BEGIN

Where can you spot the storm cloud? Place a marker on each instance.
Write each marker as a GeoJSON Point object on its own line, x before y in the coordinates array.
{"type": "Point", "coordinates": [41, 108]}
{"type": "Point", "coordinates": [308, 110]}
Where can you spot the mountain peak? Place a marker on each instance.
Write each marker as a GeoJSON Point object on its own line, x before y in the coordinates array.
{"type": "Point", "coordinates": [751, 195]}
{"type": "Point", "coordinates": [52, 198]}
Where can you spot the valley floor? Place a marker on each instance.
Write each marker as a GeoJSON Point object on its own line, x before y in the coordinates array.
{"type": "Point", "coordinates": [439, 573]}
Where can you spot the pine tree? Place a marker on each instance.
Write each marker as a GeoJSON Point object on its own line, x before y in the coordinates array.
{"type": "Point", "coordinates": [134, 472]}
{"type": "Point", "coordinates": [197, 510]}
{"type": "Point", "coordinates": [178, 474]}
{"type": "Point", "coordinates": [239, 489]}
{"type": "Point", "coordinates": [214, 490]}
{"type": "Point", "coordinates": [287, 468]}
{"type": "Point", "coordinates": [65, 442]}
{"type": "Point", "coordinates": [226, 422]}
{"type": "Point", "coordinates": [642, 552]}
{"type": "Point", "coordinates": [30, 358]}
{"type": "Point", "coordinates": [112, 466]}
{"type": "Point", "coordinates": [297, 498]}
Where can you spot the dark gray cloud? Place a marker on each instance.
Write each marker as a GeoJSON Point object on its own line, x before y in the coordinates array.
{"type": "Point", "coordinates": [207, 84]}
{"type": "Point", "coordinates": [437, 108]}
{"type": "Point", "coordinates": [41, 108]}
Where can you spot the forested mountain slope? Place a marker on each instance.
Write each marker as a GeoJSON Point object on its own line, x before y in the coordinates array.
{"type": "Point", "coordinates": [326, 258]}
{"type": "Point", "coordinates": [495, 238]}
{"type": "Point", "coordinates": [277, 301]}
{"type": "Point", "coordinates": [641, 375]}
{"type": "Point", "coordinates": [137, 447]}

END

# What to produce:
Report each line of the data in which "instance" occurs.

# Task output:
Where can you spot the storm cloud? Place a marker on each instance.
Where can you spot the mountain peak? Place a marker on each instance.
Where can you spot the valley floor? Place a marker on each instance.
Where can you spot the pine tree? Place a marker on each instance.
Where can you spot the dark gray cloud? Place a marker on each instance.
Where can you spot the forested mountain slope? Place a marker on each instance.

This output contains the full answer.